◆ WRITTEN INSTRUCTION
In the mailing-list message below, which character encoding does Jim DeLaHunt suggest specifying for all the text fields?

== QUOTED TEXT

[FFmpeg-devel] [RFC] Built-in documentation API

Chris Miceli chris at miceli.net.au
Mon Aug 24 07:55:09 EEST 2020


I'm new to the community and eager to help out with this work
as well. Is there a reason why we would build something to do
this rather than something like doxygen? It would mean that the
team can point any contributors to the documentation for doxygen
and the developers of ffmpeg will not need to spend unnecessary time
maintaining the documentation system, concentrating instead on the
code itself.

Another benefit being that if there are other fixes you wish to make,
the entire doxygen community can benefit as well.

*Chris Miceli*




On Sun, Aug 23, 2020 at 8:39 PM Jim DeLaHunt <list+ffmpeg-dev at jdlh.com>
wrote:

> On 2020-08-23 08:21, Nicolas George wrote:
> > Since the idea of documentation built in the libraries seems popular, I
> > have tried to outline an API to access it.…
> >
> > See the attached file […`documentation.c` omitted…].
> >
> > The idea would be to have the build system convert the documentation
> > into a C file with initialization for one or several AVDocNode
> > structures.
> >
> > Note that since all this must be in .rodata, we must get it right on the
> > first try, because of inter-libraries compatibility issues.
> > …The most important question IMHO is which format we adopt for the doc in
> > the library.…
>
> Text is superficially simple, but in a multicultural world, text is in
> reality very complex.
>
> All text strings should have a character encoding defined. I suggest
> that all the text fields be specified by the format as UTF-8 encoded. No
> need to offer other options.
>
> All human-readable strings should have their human language described.
> Either define in the format that the string is written in the English
> language (and decide if you want to require US or UK spelling), or add
> language attributes to each text string identifying the human language
> in which it is written (suggest using BCP 47[1] tags), or add a single
> language attribute for the whole AVDocNode and require that all text
> strings in that node be written in the same human language.
>
> Assuming UTF-8 encoding, is `char *` the right data type?  Does your
> profile of the C language offer something more precisely targeted?
> Something analogous to `std::string` of C++, perhaps?
>
> Does this format allow documentation in multiple languages at the same
> time? Might you ever want to ship an FFmpeg binary which has
> documentation in, say, both English and Chinese?
>
> Consider if you want to limit some text fields to a subset of UTF-8. For
> instance, are the strings in the "Name" field limited to the ASCII
> subset of UTF-8?  Are emoji permitted?
>
> What is the line wrapping model of these text objects?  Are line endings
> encoded with '\n' or '\r' or '\r\n' or any?  What effect does '\t' have?
> What about formfeed, or page eject?

====
== RAW DATA

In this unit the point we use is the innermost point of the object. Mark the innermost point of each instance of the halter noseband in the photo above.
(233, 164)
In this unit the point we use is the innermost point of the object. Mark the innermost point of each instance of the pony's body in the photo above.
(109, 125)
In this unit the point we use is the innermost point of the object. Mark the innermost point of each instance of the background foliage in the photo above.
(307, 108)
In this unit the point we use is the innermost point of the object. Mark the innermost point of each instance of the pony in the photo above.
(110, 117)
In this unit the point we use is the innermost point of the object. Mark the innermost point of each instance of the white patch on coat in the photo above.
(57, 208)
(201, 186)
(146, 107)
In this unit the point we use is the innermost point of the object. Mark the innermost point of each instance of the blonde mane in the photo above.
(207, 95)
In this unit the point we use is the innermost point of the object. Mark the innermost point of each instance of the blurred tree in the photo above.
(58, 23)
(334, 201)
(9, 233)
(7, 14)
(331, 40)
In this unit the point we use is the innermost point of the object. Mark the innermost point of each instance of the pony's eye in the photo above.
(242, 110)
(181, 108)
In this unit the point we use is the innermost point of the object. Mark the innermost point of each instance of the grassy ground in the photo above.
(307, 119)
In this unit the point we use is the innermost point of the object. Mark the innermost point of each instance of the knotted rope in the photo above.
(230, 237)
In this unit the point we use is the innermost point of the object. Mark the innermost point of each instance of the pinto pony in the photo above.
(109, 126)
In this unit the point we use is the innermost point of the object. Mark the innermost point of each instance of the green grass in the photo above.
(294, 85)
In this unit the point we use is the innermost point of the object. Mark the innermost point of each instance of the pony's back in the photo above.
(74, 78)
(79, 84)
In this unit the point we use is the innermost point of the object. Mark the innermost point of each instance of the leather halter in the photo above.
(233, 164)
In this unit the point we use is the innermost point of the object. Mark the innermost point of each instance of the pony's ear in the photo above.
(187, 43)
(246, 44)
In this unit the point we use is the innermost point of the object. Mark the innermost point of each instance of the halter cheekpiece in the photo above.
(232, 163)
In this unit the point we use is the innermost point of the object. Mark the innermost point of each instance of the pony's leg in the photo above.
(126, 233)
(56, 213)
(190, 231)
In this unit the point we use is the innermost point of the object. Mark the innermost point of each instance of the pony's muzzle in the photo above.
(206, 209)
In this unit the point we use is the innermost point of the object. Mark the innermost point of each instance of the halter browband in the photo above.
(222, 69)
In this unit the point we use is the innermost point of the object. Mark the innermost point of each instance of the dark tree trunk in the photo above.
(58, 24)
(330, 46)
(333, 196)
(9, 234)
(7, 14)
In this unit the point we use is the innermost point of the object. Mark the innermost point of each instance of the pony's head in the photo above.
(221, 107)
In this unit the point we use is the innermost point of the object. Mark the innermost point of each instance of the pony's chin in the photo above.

====

◆ PROBLEM SOLUTION
UTF-8